+++ Dataset +++

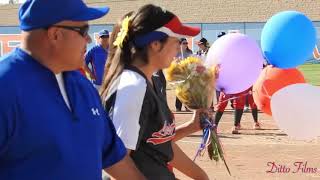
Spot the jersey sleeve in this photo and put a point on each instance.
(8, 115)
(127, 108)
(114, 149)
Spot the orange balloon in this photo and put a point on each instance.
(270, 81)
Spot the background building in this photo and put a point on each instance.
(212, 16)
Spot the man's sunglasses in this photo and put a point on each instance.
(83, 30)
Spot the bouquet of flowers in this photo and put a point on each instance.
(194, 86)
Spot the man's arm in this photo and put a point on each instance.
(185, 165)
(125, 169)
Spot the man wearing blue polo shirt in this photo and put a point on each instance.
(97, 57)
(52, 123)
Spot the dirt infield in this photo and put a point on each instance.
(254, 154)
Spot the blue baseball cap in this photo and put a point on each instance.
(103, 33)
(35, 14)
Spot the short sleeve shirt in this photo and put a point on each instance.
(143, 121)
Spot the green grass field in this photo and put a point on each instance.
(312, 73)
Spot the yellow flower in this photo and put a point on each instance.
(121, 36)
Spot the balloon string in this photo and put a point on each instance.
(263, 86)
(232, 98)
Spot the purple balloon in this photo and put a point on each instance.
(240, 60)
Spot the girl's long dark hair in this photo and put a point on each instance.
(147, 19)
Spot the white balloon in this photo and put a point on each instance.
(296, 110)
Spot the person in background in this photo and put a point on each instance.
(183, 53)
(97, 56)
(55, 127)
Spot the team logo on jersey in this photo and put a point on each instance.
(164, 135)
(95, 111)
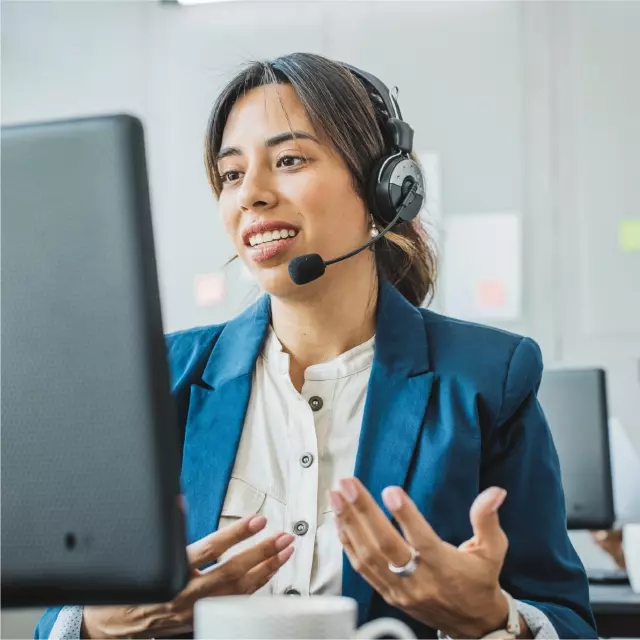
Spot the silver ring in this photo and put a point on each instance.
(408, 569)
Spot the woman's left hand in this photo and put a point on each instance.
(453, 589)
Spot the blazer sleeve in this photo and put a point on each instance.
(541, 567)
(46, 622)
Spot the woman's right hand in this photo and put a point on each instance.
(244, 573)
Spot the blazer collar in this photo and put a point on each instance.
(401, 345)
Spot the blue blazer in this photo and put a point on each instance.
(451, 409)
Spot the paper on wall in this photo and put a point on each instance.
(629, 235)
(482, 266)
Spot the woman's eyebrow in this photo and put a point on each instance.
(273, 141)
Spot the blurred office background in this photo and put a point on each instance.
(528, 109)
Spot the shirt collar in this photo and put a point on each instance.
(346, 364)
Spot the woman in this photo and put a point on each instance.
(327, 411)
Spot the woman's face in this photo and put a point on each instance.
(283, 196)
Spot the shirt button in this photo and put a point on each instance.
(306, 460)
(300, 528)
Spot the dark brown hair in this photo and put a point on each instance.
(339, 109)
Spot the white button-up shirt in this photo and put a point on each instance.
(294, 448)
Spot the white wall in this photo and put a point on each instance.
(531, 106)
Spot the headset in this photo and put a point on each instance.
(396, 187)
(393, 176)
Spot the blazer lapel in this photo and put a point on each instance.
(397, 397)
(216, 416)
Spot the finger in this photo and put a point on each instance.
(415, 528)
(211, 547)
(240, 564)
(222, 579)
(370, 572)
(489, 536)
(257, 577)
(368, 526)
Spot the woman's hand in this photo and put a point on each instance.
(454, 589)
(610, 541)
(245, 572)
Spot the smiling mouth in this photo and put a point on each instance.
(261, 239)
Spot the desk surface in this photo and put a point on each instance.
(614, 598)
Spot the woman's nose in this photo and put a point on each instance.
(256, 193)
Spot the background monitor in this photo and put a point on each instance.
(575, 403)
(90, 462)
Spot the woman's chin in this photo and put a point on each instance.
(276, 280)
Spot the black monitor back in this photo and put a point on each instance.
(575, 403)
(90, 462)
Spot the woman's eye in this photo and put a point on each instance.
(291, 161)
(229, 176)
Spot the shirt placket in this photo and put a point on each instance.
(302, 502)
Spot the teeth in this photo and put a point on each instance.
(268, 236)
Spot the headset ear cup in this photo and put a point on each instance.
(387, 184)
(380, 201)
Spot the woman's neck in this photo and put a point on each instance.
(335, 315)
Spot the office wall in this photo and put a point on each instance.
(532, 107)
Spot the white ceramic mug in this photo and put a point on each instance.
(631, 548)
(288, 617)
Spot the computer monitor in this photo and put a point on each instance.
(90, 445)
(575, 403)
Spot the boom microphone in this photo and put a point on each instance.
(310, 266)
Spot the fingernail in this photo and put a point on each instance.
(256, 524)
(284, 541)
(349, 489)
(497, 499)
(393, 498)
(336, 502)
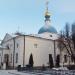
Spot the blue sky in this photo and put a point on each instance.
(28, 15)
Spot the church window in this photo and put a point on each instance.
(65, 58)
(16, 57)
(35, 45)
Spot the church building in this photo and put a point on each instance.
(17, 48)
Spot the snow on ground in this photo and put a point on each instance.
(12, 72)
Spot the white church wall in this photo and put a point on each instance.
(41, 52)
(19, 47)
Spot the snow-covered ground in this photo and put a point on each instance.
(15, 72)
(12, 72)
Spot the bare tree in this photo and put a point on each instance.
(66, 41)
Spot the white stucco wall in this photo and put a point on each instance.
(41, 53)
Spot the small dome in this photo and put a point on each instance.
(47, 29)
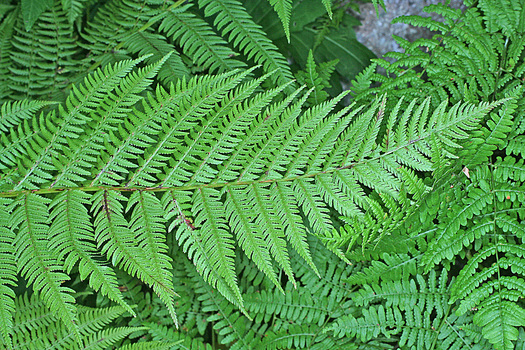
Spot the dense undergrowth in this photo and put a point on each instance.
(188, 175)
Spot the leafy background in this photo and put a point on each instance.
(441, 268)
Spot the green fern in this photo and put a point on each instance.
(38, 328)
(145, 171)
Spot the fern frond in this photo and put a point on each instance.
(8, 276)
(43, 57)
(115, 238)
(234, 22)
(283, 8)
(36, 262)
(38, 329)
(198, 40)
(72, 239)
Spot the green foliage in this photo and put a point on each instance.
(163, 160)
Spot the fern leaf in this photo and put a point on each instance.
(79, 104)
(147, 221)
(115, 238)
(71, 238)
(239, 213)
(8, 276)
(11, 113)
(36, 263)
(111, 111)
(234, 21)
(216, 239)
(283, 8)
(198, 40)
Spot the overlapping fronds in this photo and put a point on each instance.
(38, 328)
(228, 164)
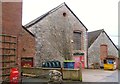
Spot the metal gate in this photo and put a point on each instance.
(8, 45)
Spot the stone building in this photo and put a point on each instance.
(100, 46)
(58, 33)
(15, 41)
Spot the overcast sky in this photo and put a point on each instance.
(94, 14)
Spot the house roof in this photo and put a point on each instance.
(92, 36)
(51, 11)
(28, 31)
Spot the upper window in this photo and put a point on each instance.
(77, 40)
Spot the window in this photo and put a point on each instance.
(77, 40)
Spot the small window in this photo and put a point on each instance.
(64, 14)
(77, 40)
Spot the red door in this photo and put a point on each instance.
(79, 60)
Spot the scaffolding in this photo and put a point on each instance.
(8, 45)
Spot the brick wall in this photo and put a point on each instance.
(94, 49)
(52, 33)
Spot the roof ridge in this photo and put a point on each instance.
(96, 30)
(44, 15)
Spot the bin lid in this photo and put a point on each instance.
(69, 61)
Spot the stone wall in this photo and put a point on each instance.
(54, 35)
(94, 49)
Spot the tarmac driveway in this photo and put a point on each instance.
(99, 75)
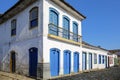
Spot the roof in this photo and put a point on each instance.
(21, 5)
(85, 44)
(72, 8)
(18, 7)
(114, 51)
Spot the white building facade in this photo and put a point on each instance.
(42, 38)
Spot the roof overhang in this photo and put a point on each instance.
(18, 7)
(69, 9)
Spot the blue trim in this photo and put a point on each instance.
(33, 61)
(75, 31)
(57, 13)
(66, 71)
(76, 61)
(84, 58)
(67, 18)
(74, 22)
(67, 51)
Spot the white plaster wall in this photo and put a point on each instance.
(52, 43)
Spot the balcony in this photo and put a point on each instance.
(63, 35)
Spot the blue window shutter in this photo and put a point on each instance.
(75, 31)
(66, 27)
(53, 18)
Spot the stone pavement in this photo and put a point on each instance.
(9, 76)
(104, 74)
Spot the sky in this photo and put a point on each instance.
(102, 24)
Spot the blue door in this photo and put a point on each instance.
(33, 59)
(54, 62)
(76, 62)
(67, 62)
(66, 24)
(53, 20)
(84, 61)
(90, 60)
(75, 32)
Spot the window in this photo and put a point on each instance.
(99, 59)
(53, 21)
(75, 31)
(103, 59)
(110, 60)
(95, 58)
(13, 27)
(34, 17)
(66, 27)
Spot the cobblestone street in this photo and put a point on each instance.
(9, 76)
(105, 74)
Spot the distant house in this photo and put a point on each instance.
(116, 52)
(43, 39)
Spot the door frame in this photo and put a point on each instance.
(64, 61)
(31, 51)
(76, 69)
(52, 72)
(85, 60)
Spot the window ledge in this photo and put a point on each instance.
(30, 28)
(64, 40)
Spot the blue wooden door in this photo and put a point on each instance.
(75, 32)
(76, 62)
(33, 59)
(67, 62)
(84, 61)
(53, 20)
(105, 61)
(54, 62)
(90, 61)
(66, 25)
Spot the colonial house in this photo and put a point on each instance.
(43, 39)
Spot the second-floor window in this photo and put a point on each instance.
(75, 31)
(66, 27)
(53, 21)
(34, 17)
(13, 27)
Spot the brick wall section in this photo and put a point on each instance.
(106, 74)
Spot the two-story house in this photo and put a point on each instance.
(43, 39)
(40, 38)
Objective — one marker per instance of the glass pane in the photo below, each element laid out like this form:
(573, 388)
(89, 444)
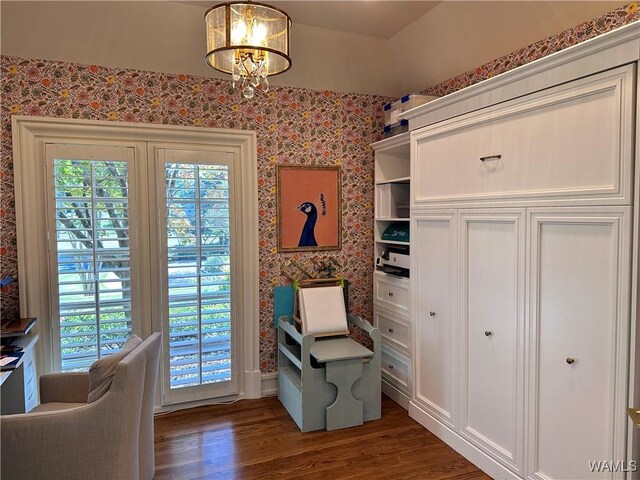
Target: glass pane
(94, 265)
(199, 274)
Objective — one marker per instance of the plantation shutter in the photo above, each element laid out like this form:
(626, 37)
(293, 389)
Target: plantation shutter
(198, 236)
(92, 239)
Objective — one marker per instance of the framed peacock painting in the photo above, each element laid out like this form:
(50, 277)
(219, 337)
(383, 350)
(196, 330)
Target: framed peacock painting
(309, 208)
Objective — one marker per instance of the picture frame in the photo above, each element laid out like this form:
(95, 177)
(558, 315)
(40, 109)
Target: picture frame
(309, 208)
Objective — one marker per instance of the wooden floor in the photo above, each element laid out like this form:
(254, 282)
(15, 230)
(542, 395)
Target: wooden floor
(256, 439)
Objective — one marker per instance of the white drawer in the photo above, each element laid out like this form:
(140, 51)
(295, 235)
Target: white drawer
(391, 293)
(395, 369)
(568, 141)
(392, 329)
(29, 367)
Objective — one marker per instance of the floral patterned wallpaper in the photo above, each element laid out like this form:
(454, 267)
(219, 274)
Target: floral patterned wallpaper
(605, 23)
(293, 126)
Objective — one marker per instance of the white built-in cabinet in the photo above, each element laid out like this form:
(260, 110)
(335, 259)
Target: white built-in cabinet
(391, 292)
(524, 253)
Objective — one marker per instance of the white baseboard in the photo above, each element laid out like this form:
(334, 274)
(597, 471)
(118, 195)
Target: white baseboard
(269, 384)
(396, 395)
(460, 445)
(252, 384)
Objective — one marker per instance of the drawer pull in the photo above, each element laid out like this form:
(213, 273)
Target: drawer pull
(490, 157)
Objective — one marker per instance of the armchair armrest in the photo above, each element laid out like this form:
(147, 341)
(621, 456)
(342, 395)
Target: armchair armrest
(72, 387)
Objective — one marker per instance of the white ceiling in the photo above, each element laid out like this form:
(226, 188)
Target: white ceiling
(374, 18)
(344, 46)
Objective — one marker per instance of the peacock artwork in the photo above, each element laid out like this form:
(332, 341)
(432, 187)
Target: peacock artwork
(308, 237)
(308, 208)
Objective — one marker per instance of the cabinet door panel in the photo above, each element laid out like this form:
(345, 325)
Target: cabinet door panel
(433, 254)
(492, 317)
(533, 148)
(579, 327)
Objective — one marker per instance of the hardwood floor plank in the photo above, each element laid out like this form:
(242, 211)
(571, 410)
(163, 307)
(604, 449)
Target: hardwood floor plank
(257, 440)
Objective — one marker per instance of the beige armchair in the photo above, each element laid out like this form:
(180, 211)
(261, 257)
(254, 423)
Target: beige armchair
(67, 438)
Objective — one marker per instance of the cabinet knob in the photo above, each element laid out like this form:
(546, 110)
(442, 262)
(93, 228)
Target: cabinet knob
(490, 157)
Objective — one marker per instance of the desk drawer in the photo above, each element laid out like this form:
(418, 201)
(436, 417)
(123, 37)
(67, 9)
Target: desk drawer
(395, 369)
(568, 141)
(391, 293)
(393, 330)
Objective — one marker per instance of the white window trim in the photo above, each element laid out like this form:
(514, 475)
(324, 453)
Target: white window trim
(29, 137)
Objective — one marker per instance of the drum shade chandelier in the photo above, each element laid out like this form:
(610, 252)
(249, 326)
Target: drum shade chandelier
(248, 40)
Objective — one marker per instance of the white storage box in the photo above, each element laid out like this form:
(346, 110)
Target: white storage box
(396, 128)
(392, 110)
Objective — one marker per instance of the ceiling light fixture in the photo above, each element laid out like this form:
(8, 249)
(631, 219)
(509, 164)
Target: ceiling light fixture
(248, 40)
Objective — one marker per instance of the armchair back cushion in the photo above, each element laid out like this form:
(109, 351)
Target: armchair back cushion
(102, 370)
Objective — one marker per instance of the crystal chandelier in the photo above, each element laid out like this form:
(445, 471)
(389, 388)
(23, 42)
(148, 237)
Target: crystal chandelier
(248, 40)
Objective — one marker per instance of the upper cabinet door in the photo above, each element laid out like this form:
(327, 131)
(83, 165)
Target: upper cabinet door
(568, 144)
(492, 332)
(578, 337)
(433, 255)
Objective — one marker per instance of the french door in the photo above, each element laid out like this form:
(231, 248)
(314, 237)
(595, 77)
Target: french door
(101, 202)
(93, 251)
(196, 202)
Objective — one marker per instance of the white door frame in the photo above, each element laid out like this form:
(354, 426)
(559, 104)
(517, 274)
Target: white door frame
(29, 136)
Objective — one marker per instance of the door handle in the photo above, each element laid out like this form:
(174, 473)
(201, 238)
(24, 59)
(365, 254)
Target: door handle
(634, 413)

+++

▸ Your goal
Repeat the lines from the one containing "Objective — one marker per instance of the french" through the end of the listing, exactly and without any other lines; both ends are included.

▸ Exercise output
Objective — one marker per instance of the french door in the photo above, each element laid out like this form:
(231, 248)
(314, 237)
(595, 77)
Target: french door
(101, 202)
(93, 251)
(196, 202)
Objective — one marker per instance of the white door frame in the photo above, each element laid out like this form:
(354, 426)
(559, 104)
(517, 274)
Target: white door frame
(29, 136)
Objective — one marker per instance of the door handle in the photo above, each element laid out like this form:
(174, 473)
(201, 238)
(24, 59)
(365, 254)
Target: door handle
(634, 413)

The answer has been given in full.